## Start SELECTED EXTRACT

It’s Terror Theatre



by Naomi Wolf

Recently
by Naomi Wolf: How
the US Uses Sexual Humiliation as a Political Tool To Control the
Masses



The news stories,
which quickly surface, long enough to cause scary headlines, then
vanish before people can learn how often the cases are thrown out.
These are stories about “bumbling fantasists”, hapless druggies,
the aimless, even the virtually homeless and mentally ill, and other
marginal characters with not the strongest grip on reality, who
have been lured into discourses about violence against America only
after assiduous courting, and in some cases outright payment, by
undercover FBI
or police informants.

They have become
a litany in recent years. The terrifying 2003-2004 national news
stories that a Detroit
“sleeper cell” had sent Muslim terrorists to blow up Disneyland
and other landmarks, including in Las Vegas
, was later thrown
out of court, with accusations of prosecutorial misconduct, to almost
no press attention – the same cycle
of hype and failed convictions
that have characterized many
such stories. The evidence
had included a home video taken in Disneyland
, “doodles”, and
a guy with a credit card fraud problem, who had been pressured to
diminish his own sentence by accusing his buddies.

But the tales
of entrapment and terror hype continue apace – ten years after 9/11.
Judith
Miller, in Newsmax
, writes that one recent case was so lame
that even the FBI distanced itself from NYPD:
“Despite FBI Doubts, NYPD Convinced Pipe Bomb Case Posed Real Danger”,
noted the headline on her 28 November 2011 article. A 27-year-old
Dominican immigrant, Jose Pimentel, aka Muhamad Yusuf, had been
monitored by NYPD for two years. Last fall, Manhattan District Attorney
Cyrus Vance Jr charged Pimentel with constructing pipe bombs to
attack “police cars, post offices, veterans of Iraq and Afghanistan,
and other targets”.

An email in
the case, which purports to show that Pimentel was writing about
violent jihad to the al-Qaida-supporting “glossy magazine” Inspire,
was described to Judith Miller by anonymous “law enforcement officials”.
Given Miller’s
journalistic history
, this sentence alone should raise eyebrows.
But the alleged email is, she writes, “part of a vast investigative
file containing over 400 hours of surveillance
audio and video tapes, interviews, and other material amassed by
the NYPD”. New York Police Commissioner Ray Kelly, in a flashy press
conference, called the young man a “lone wolf” terrorist – a recent
DHS soundbite. But the case was so shaky that the Federal Bureau
of Investigation, as well as federal prosecutors, did not want to
join the case: “Too many holes in the case”, other anonymous officials
told Miller.

Pimentel was
one of what has become an army of FBI- or NYPD-entrapped losers.

## End SELECTED EXTRACT

• DIRECTIVE 1: Summarize the article on terror prosecutions in two sentences.
• DIRECTIVE 2: Please arrange the part of the listing that opens with the line containing "Task: indicate the white dress" and closes with the line containing "[(115, 331), (866, 394)]", including both of those lines, as a JSON list of strings with one string per line and blank lines left out.
The article and the listing are unrelated to each other.

## Start INPUT ROWS

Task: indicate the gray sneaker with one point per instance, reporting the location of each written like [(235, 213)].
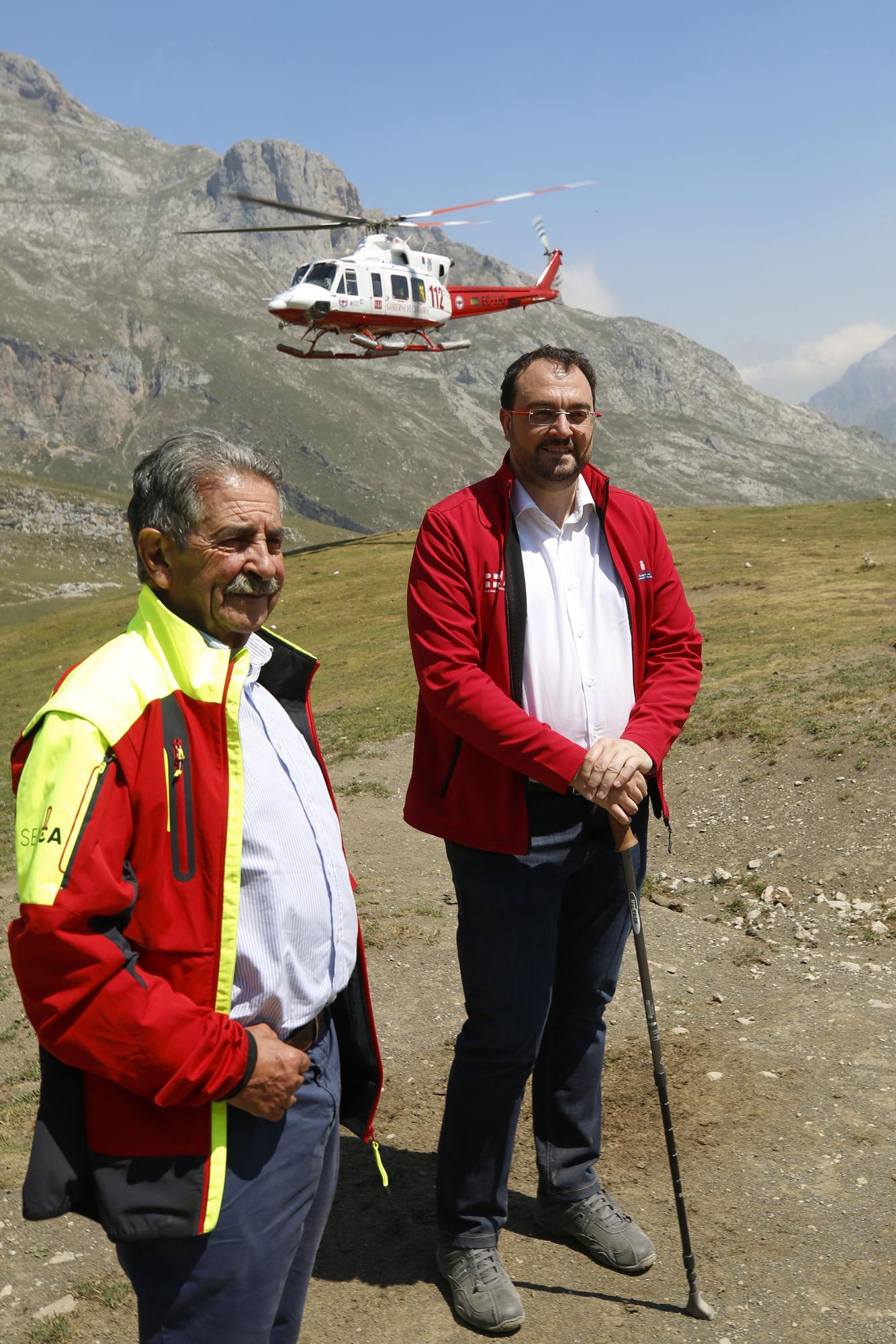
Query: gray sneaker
[(609, 1236), (482, 1292)]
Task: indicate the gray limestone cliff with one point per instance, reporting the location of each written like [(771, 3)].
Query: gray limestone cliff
[(116, 331)]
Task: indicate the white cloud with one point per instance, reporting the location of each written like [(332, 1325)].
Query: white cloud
[(795, 376), (584, 288)]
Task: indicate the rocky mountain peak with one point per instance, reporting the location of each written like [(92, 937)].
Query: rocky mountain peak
[(116, 330), (28, 80)]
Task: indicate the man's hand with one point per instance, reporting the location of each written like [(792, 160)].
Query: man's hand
[(276, 1079), (613, 776)]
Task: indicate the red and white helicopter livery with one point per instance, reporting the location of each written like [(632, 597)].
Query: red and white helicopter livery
[(385, 288)]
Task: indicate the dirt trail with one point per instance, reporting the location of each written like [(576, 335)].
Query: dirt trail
[(780, 1052)]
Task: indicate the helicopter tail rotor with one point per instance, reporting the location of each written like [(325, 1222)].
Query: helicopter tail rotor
[(549, 251)]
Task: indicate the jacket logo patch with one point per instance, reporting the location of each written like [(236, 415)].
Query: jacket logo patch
[(38, 835)]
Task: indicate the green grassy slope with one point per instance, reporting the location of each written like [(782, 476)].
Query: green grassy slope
[(800, 632)]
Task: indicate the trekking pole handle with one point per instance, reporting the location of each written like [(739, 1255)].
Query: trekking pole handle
[(623, 837)]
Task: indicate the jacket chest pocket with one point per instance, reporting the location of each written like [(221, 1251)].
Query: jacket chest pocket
[(179, 776)]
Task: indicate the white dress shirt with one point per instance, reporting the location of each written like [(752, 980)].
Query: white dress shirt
[(577, 674), (298, 927)]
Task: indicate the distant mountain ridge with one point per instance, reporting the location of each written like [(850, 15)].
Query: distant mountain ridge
[(115, 331), (866, 394)]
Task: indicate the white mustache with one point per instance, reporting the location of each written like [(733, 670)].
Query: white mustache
[(252, 585)]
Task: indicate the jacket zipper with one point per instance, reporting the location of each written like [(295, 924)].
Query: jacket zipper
[(181, 806), (101, 778)]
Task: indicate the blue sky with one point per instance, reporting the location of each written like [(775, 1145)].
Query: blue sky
[(745, 153)]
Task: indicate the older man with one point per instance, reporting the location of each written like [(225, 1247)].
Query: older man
[(187, 946), (558, 661)]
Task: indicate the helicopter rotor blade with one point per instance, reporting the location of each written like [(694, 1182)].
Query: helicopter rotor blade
[(300, 210), (498, 201), (447, 224), (271, 229), (543, 239)]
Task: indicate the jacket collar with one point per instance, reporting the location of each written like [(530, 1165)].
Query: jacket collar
[(199, 669)]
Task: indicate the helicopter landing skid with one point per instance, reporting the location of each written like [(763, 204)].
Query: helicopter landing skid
[(374, 350)]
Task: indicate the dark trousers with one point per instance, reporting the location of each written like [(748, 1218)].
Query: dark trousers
[(247, 1282), (541, 941)]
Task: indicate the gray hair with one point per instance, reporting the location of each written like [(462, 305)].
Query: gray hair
[(167, 483)]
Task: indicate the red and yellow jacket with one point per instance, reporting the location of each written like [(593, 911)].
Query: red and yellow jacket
[(130, 827), (475, 747)]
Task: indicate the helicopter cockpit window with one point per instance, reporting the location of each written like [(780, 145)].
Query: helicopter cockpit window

## End INPUT ROWS

• EXERCISE OUTPUT 1: The article says that news stories about terror plots often involve marginal people who were lured into talk of violence against America by undercover FBI or police informants, and that these stories vanish before people learn how often the cases are thrown out. It cites a 2003-2004 Detroit "sleeper cell" case that was later thrown out of court, and the NYPD's pipe bomb case against Jose Pimentel, which the FBI and federal prosecutors would not join because of "too many holes in the case".

• EXERCISE OUTPUT 2:
[
  "Task: indicate the white dress shirt with one point per instance, reporting the location of each written like [(752, 980)].",
  "Query: white dress shirt",
  "[(577, 674), (298, 927)]",
  "Task: indicate the distant mountain ridge with one point per instance, reporting the location of each written like [(850, 15)].",
  "Query: distant mountain ridge",
  "[(115, 331), (866, 394)]"
]